**Written instruction**
Transcribe each record exactly. Include every one.

++++ Records for processing

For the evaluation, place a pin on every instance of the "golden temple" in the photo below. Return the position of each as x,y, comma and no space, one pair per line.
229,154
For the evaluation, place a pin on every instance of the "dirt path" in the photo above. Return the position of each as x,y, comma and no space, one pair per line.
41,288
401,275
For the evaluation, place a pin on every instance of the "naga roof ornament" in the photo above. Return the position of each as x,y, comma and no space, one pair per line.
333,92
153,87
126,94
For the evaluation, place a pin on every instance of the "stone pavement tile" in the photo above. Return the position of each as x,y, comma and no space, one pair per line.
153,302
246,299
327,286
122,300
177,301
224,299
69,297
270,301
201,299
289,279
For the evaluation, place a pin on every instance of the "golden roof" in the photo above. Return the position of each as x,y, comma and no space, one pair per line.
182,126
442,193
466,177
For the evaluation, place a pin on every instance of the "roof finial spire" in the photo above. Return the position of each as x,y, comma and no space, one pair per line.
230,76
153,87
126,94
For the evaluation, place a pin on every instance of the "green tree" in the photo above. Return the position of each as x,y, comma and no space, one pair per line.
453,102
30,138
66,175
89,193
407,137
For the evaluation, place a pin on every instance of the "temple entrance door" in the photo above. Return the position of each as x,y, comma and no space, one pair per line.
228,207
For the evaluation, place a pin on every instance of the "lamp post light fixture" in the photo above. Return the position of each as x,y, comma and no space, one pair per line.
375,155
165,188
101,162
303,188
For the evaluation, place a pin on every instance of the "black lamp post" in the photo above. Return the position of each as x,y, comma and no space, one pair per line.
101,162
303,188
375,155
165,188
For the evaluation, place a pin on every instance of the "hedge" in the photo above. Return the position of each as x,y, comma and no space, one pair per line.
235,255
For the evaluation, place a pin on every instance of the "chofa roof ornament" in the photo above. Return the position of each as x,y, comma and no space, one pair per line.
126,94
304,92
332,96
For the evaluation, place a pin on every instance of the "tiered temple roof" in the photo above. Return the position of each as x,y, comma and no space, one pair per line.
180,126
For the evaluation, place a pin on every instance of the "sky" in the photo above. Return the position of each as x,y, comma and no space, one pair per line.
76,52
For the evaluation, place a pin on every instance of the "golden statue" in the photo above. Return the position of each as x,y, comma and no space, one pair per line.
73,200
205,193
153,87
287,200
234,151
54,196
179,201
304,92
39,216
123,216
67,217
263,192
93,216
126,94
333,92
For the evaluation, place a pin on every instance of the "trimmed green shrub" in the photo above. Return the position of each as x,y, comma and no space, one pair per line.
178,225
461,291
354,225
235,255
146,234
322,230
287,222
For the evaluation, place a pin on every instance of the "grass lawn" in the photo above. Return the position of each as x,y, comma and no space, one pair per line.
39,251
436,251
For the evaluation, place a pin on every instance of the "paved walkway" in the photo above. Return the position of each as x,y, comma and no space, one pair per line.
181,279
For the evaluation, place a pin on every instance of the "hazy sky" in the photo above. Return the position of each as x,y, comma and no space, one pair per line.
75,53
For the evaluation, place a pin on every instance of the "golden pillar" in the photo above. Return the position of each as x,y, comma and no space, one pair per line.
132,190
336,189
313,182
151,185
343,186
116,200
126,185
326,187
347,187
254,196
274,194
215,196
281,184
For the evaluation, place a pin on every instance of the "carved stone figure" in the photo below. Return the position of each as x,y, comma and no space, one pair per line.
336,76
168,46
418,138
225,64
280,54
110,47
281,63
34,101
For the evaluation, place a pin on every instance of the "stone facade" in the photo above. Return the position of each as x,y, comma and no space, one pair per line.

++++++++

**Output of the task**
For the evaluation, place a pin on every instance of the "golden temple" in the photo below. Return the position of each as x,y, comma and no space, one pair per line.
229,154
For the evaluation, place a pin on every instance of the "dirt path" in the photo above. Return the position of each as x,y, comma and no space, one pair per line.
41,288
401,275
For the evaluation, place a pin on every instance of the "naga roof ornament" in the photo above. Return the position of each as x,y, comma and no space, one pair per line.
333,92
153,87
126,94
For the evaluation, place a pin on every instance of the "stone pavement tile" in the photo above. Return the position of each as x,y, comma and no space, one pair per line.
153,302
246,299
327,286
122,300
177,301
224,299
69,297
270,301
201,299
289,279
For the evaluation, place a pin on every instance of the "golden roof" in the photo above. Return the position of each as x,y, comma and no space, one pair per line.
182,126
442,193
466,177
For the evaluation, place a pin on every instance of the "roof finial spire" in the photo above. Return the position of each as x,y, comma and no space, one pair per line.
230,76
153,87
126,94
For the evaluation, place a pin on every instance of the "green tree" in the photo above. Return the position of each as x,y, comma and no space, one pair per line.
453,102
30,138
66,175
89,193
407,137
For the evaluation, place a pin on every instance of the "temple entrance door" in the photo above. Return the position of each as x,y, comma and no space, one pair per line.
228,207
For the evaluation, place a pin on every instance of the "lamp post light fixture" in the photo above. Return the position of each as x,y, comma and no space, one pair per line.
375,155
165,188
101,162
303,188
For the evaluation, place a pin on every instance of the "black lamp post" in the photo above. Return the position of each as x,y, comma and no space, one pair per line.
101,162
303,188
375,155
165,188
For the evaluation, place a pin on every instance of the "hedge" in the photo above. Return the position of each as x,y, comma and no space, one pair per line.
235,255
For the evaluation, place a pin on every instance of the "chofa roof ornament" in the photo above. Return the position of each as x,y, comma and no space, one pair per line.
126,94
304,92
332,96
For the evaluation, place a pin on every instance of the "tiered temple roof" in the photo above. Return the position of each as x,y, comma and no space, one pair per line.
180,126
For the evaluation, place a pin on every instance of the "sky" in the photo above. Return the position of each as x,y, comma and no space, one pair per line.
76,52
For the evaluation, place a pin on every instance of the "golden statue" in the photo above. Return the position of each as x,y, comma and no space, one pair per line.
73,200
205,193
153,87
287,200
234,151
54,196
179,201
304,92
39,216
123,216
67,217
263,192
93,216
126,94
333,92
For the evaluation, place a pin on every instance of the "trimmed green shrub" in the photo above. Return the position of each as x,y, comma and no space, one pair per line.
178,225
461,291
354,225
235,255
146,234
322,230
287,222
For the evaluation, place a pin on every instance of the "grass lawn" in the photo above. Return the position of each as x,y, comma and no space, one pair per line.
39,251
436,251
For the evaluation, place a pin on every instance of the "paved walkway" in the photo above. Return the position of each as x,y, comma and no space, one pair per line.
181,279
For the evaluation, place a pin on every instance of the "hazy sky" in the photo above. Return the position of each as x,y, comma and no space, one pair per line.
75,53
For the evaluation, place a pin on every instance of the "golden pillar" in the photo above. Return the position of each as x,y, comma and no space, one pair per line.
132,190
336,189
313,182
151,185
343,186
116,200
126,185
326,187
347,187
254,196
274,194
215,196
281,184
For the evaluation, place a pin on every instance of the "carved stone figure" in the photo below. Return the position of each as x,y, comma and no space, one pair per line.
336,76
168,46
418,138
225,64
280,54
110,47
281,63
34,101
For the evaluation, place a pin on every instance of the "stone facade" in the photo above. Return the position of each as x,y, comma and no space, one pair per line.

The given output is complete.